- _WHAT IS BEING ASKED_
Copy out the data below word for word, starting with the line containing "Section B, Q5: The image is shown here." and going on through the line containing "[367,121,388,186]", both lines included.

- _SUPPLIED ENTRIES_
□ □ □ □ □

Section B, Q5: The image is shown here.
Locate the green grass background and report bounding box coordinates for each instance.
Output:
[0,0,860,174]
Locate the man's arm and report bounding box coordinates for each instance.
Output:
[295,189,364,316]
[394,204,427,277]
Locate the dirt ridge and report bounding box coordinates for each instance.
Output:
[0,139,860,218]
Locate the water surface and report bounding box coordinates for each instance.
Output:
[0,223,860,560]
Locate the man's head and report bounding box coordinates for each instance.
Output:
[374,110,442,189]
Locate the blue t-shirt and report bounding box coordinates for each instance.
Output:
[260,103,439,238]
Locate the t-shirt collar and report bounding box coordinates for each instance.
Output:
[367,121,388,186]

□ □ □ □ □

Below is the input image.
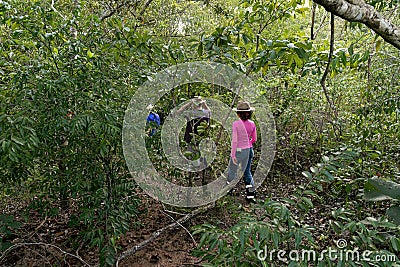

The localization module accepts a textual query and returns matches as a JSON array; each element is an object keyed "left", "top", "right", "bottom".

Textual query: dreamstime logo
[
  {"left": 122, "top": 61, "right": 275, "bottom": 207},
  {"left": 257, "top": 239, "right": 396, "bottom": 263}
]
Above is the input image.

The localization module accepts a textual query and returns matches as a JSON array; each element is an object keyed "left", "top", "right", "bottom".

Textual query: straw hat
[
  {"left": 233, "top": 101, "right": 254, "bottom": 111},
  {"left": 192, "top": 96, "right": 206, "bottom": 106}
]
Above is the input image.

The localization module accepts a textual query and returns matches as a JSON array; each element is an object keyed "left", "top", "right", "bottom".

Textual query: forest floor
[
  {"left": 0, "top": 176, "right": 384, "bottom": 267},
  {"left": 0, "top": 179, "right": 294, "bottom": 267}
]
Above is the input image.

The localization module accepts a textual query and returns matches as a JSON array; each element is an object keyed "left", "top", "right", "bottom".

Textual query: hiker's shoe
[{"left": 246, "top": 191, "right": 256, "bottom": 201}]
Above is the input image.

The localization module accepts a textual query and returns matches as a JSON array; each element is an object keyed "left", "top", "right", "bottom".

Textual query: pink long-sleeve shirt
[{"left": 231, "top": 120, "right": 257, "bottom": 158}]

□ □ □ □ □

- _ANSWER IN FULL_
Section B, Q5: The image is shown here.
Locate the green grass background and report bounding box coordinates for each instance.
Output:
[0,0,860,174]
Locate the man's arm and report bounding box coordinates for each instance.
Output:
[295,189,364,316]
[394,204,427,277]
Locate the dirt ridge and report bounding box coordinates for each instance.
Output:
[0,139,860,218]
Locate the water surface and report bounding box coordinates for each instance.
Output:
[0,223,860,560]
Locate the man's head and report bounding box coordinates for each instance.
Output:
[374,110,442,189]
Locate the blue t-shirt and report bounding box coordinates for each instance.
Output:
[260,103,439,238]
Locate the t-shirt collar and report bounding box coordinates for each instance.
Output:
[367,121,388,186]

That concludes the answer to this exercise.